_Task description_
Both the line below containing "Where can you spot the green" and the line containing "Where can you spot the spinach", along with every line between them, should be repeated exactly; no other line belongs in the answer.

_Listed entries_
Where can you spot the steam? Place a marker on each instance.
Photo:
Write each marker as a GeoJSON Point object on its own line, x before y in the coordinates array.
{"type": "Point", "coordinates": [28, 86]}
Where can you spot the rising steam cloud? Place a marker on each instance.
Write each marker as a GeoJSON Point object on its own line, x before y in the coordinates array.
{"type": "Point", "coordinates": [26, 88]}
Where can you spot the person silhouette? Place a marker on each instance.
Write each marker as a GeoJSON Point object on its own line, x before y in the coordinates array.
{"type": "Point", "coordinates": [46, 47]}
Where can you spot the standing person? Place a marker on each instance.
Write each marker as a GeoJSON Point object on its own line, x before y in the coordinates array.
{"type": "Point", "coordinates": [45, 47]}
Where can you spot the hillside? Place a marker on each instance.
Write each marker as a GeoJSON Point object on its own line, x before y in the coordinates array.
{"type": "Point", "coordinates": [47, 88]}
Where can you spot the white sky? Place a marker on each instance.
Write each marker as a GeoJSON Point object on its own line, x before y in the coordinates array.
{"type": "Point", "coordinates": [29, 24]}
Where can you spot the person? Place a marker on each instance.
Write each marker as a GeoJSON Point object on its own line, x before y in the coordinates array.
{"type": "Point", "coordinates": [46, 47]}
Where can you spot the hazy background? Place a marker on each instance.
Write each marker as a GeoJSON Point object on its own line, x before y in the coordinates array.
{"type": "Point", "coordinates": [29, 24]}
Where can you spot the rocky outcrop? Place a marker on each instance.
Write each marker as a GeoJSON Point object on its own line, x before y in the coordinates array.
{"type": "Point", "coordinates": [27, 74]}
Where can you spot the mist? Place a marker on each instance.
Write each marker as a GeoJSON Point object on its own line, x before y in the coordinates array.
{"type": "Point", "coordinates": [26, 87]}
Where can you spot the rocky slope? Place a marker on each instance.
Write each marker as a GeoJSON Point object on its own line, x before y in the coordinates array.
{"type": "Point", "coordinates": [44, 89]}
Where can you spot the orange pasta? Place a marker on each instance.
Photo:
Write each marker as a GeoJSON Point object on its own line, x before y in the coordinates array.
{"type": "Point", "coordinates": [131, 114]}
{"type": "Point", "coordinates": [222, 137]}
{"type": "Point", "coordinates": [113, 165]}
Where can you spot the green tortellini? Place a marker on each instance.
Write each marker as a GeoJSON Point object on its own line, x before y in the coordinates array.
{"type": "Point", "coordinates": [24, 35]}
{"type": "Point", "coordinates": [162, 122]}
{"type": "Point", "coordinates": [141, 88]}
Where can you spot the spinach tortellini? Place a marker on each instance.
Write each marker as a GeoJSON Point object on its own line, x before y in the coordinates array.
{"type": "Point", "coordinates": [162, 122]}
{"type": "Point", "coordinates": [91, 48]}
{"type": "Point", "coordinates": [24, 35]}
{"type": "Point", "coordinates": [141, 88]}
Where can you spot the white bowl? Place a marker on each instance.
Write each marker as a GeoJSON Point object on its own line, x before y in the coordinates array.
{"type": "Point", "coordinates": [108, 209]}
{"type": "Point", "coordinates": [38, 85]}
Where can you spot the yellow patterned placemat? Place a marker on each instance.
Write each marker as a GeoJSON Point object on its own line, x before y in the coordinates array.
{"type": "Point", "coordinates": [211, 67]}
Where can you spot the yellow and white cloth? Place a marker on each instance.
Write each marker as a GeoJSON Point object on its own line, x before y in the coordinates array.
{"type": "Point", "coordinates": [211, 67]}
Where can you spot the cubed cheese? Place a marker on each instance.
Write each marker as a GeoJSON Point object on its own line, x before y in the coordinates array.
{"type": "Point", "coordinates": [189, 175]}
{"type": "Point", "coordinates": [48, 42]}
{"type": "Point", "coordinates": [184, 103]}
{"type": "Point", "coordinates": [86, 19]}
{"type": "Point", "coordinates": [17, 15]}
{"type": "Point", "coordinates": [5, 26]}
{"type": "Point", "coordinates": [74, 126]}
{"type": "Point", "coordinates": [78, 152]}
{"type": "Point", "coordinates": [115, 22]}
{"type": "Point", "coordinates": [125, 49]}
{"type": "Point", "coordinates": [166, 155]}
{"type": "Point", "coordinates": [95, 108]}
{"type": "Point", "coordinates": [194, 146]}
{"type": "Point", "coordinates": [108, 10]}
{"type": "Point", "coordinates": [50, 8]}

_Solution_
Where can you spot the green tortellini? Place a marker on each instance.
Write each marker as a GeoJSON Point object on its own line, x before y in the coordinates array.
{"type": "Point", "coordinates": [24, 35]}
{"type": "Point", "coordinates": [162, 122]}
{"type": "Point", "coordinates": [141, 88]}
Where can you spot the spinach tortellini? Place a marker on each instance.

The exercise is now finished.